[Dataset entries]
Start of Block
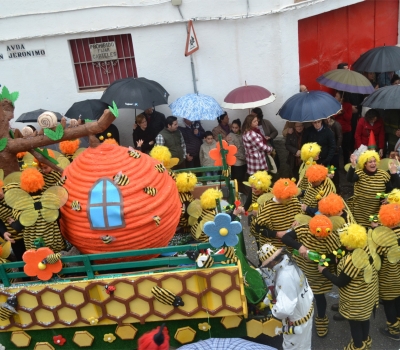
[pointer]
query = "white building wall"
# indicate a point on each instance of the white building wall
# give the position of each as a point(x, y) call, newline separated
point(261, 48)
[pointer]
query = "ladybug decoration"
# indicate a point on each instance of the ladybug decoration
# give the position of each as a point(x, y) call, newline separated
point(110, 289)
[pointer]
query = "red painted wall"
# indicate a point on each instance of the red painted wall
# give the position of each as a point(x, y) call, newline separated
point(343, 35)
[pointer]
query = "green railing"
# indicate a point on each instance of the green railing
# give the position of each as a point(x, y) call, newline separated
point(91, 263)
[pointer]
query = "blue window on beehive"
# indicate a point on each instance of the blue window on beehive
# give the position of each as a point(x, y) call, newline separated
point(105, 206)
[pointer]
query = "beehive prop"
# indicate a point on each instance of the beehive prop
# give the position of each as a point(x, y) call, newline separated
point(137, 229)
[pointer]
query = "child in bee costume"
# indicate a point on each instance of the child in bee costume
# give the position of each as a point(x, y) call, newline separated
point(309, 153)
point(276, 214)
point(260, 183)
point(386, 240)
point(185, 182)
point(202, 211)
point(357, 279)
point(320, 185)
point(294, 298)
point(37, 209)
point(369, 180)
point(317, 236)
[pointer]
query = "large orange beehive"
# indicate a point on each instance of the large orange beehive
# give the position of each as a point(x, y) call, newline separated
point(118, 214)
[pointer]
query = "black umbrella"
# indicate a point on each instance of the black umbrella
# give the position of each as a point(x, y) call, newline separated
point(31, 117)
point(88, 109)
point(137, 93)
point(387, 97)
point(380, 59)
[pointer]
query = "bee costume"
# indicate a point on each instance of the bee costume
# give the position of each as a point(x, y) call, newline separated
point(275, 215)
point(38, 210)
point(317, 173)
point(318, 236)
point(357, 279)
point(386, 241)
point(366, 186)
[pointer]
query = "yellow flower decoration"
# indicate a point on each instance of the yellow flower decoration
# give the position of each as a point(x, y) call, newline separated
point(109, 337)
point(204, 326)
point(93, 321)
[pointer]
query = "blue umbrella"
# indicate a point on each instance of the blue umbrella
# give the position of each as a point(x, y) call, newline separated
point(196, 107)
point(225, 344)
point(309, 106)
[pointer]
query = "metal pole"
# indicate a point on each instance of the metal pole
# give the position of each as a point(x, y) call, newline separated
point(191, 59)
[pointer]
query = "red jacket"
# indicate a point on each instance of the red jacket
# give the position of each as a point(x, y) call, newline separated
point(363, 130)
point(344, 118)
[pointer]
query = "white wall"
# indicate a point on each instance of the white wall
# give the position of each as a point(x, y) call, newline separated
point(262, 50)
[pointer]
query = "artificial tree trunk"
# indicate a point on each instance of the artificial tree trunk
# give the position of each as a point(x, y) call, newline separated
point(8, 157)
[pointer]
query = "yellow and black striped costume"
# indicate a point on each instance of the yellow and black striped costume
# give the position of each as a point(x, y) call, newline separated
point(274, 216)
point(52, 179)
point(364, 202)
point(319, 284)
point(314, 194)
point(49, 231)
point(205, 216)
point(389, 274)
point(186, 198)
point(357, 298)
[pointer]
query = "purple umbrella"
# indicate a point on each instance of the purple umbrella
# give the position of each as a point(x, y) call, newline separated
point(346, 80)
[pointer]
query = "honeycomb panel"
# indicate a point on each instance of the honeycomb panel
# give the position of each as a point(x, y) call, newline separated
point(98, 292)
point(74, 297)
point(67, 315)
point(221, 281)
point(90, 310)
point(27, 301)
point(139, 307)
point(50, 299)
point(124, 290)
point(233, 298)
point(191, 304)
point(24, 318)
point(144, 288)
point(115, 308)
point(162, 309)
point(172, 284)
point(44, 317)
point(212, 302)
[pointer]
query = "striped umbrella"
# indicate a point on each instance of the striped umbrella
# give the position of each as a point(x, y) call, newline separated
point(225, 344)
point(346, 80)
point(196, 107)
point(248, 96)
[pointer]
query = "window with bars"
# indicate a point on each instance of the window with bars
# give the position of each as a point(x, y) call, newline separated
point(100, 61)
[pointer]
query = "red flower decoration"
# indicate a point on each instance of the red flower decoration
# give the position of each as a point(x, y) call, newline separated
point(34, 263)
point(59, 340)
point(230, 156)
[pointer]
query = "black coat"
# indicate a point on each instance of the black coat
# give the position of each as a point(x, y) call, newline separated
point(325, 139)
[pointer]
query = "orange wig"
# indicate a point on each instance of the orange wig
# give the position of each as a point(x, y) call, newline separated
point(31, 180)
point(69, 146)
point(284, 189)
point(331, 205)
point(389, 215)
point(316, 173)
point(320, 226)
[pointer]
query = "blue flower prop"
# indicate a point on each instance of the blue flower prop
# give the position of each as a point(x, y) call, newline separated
point(222, 231)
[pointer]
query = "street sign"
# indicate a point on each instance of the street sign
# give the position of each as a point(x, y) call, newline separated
point(192, 44)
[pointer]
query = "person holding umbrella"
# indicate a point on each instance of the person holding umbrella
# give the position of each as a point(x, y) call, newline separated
point(143, 137)
point(322, 135)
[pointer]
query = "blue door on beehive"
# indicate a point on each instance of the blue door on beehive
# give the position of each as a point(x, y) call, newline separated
point(105, 206)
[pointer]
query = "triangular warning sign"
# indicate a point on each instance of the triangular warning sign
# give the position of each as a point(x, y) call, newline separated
point(192, 44)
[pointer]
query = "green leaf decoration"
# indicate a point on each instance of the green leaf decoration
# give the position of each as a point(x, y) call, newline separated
point(3, 143)
point(55, 135)
point(5, 94)
point(114, 109)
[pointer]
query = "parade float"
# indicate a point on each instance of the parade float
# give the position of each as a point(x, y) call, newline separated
point(121, 211)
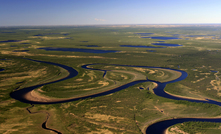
End of Block
▶ **Directions for this task**
Repeat the records in full and exactly, leaving every picture out.

▶ **Output for this exercise**
[pointer]
query = "white building wall"
# indicate a point on each instance of the white building wall
# give the position of each as a point(x, y) call, newline separated
point(261, 48)
[pointer]
query = "ladybug decoration"
# indicate a point on each instance of the ladybug decoration
# give the position of each as a point(x, y) call, newline separated
point(110, 289)
[pointer]
query = "red painted wall"
# indicate a point on each instance of the red painted wall
# give the position of each as a point(x, y) call, newline separated
point(343, 35)
[pointer]
query = "green railing"
# indicate a point on each instance of the green railing
# give the position of each as a point(x, y) call, newline separated
point(91, 263)
[pointer]
query = "blue window on beehive"
# indicate a point on each instance of the blue window on beehive
# give the position of each as a point(x, y) call, newline separated
point(105, 206)
[pointer]
query = "beehive prop"
# indicate a point on each instance of the beehive prop
# give the position of each as a point(x, y) call, newline separated
point(137, 229)
[pointer]
query = "child in bee costume"
# indicate a point on each instance of the child in bee costume
# give the position of each as a point(x, y) call, newline separated
point(309, 153)
point(276, 214)
point(260, 183)
point(386, 240)
point(185, 182)
point(202, 211)
point(357, 279)
point(320, 185)
point(294, 298)
point(37, 209)
point(369, 180)
point(317, 236)
[pointer]
query = "large orange beehive"
# indicate a point on each instance of the large orange beehive
# give the position of each as a point(x, y) call, newline separated
point(118, 214)
[pointer]
query = "black umbrella"
# indicate a point on each instance of the black umbrella
# give the position of each as a point(x, y) call, newline separated
point(31, 117)
point(88, 109)
point(137, 93)
point(387, 97)
point(380, 59)
[pointer]
query = "bee costume"
# indicate a point on each instance of the bee costume
# give the position of each as a point(x, y) call, newline separated
point(275, 215)
point(38, 210)
point(317, 173)
point(318, 236)
point(357, 279)
point(386, 241)
point(366, 186)
[pointer]
query = "yellow flower decoration"
# indicate a point on each instance of the yellow flower decoration
# give the position of each as a point(x, y) call, newline separated
point(109, 337)
point(204, 326)
point(93, 321)
[pointer]
query = "blue umbrella"
# indicate a point on each instance of the blue umbrella
# give the position of each as a point(x, y) call, newline separated
point(196, 107)
point(225, 344)
point(309, 106)
[pointer]
query = "metal pole"
# indicate a point on each instance of the metal pole
# give the position of each as a point(x, y) call, newline separated
point(191, 59)
[pointer]
query = "red jacket"
# indicate a point on each instance of the red jacket
# give the position of each as a point(x, y) call, newline separated
point(363, 130)
point(344, 118)
[pointer]
query = "white wall"
# indicate a point on each instance of the white wall
# give the position of each as a point(x, y) call, newline separated
point(262, 50)
[pointer]
query = "artificial tree trunk"
# indicate a point on each instance of the artificial tree trunk
# give the position of each as a point(x, y) call, newline separated
point(8, 157)
[pointer]
query = "yellow and black striped costume"
# indicate a point on each instance of the yellow and black striped costume
# give the position of each as a point(x, y) call, newline separated
point(274, 216)
point(52, 179)
point(364, 202)
point(319, 284)
point(314, 194)
point(49, 231)
point(205, 216)
point(389, 274)
point(186, 198)
point(357, 298)
[pointer]
query = "purple umbrella"
# indicate a point on each instance of the purple umbrella
# give the position of each as a point(x, y) call, newline separated
point(346, 80)
[pointer]
query = "honeycomb panel"
# indicate a point on each instance of the honeycomb panel
# give the position of each as a point(x, y) call, newline separated
point(98, 292)
point(74, 297)
point(67, 315)
point(221, 281)
point(90, 310)
point(27, 301)
point(139, 307)
point(50, 299)
point(124, 290)
point(233, 298)
point(191, 304)
point(24, 318)
point(144, 288)
point(115, 308)
point(162, 309)
point(172, 284)
point(44, 317)
point(212, 302)
[pointer]
query = "striped umbrella"
# indicate a point on each instance of the striped umbrella
# give the position of each as a point(x, y) call, newline separated
point(225, 344)
point(346, 80)
point(196, 107)
point(248, 96)
[pointer]
query = "window with bars"
# indicate a point on each instance of the window with bars
# give the position of each as a point(x, y) call, newline separated
point(100, 61)
[pointer]
query = "red flower decoration"
# indicate a point on each instance of the red flower decoration
# give the position of each as a point(x, y) call, newline separated
point(34, 263)
point(59, 340)
point(230, 156)
[pointer]
query = "black coat"
# indicate a point on each instance of the black coat
# give the position of each as a point(x, y) call, newline separated
point(325, 139)
[pointer]
query = "orange wig"
# indicate a point on each instance of the orange wig
# give the position of each as a point(x, y) call, newline separated
point(31, 180)
point(69, 146)
point(284, 189)
point(331, 205)
point(389, 215)
point(316, 173)
point(320, 226)
[pointer]
query = "blue flower prop"
# indicate a point on each instance of the blue flower prop
# give the position of each as a point(x, y) call, newline separated
point(222, 231)
[pointer]
query = "street sign"
# indicate a point on each instance of the street sign
# give the position of each as a point(x, y) call, newline separated
point(192, 44)
[pointer]
query = "person holding umbrella"
# indicate a point on each instance of the person holding umbrella
# give the position of each as a point(x, y) call, newline separated
point(143, 137)
point(322, 135)
[pointer]
query = "blue door on beehive"
# indicate a point on each instance of the blue door on beehive
# give the position of each as a point(x, y) call, newline separated
point(105, 206)
[pointer]
query = "triangular warning sign"
# indicate a point on each instance of the triangular warning sign
# give the position of each as a point(x, y) call, newline separated
point(192, 44)
[pointer]
query = "green leaf decoration"
# indicate a point on each instance of the green leaf decoration
# give the position of each as a point(x, y) call, newline separated
point(3, 143)
point(55, 135)
point(5, 94)
point(114, 109)
[pointer]
query = "parade float"
# indicate a point on each instance of the parade float
# give the position of each as a point(x, y) call, newline separated
point(121, 211)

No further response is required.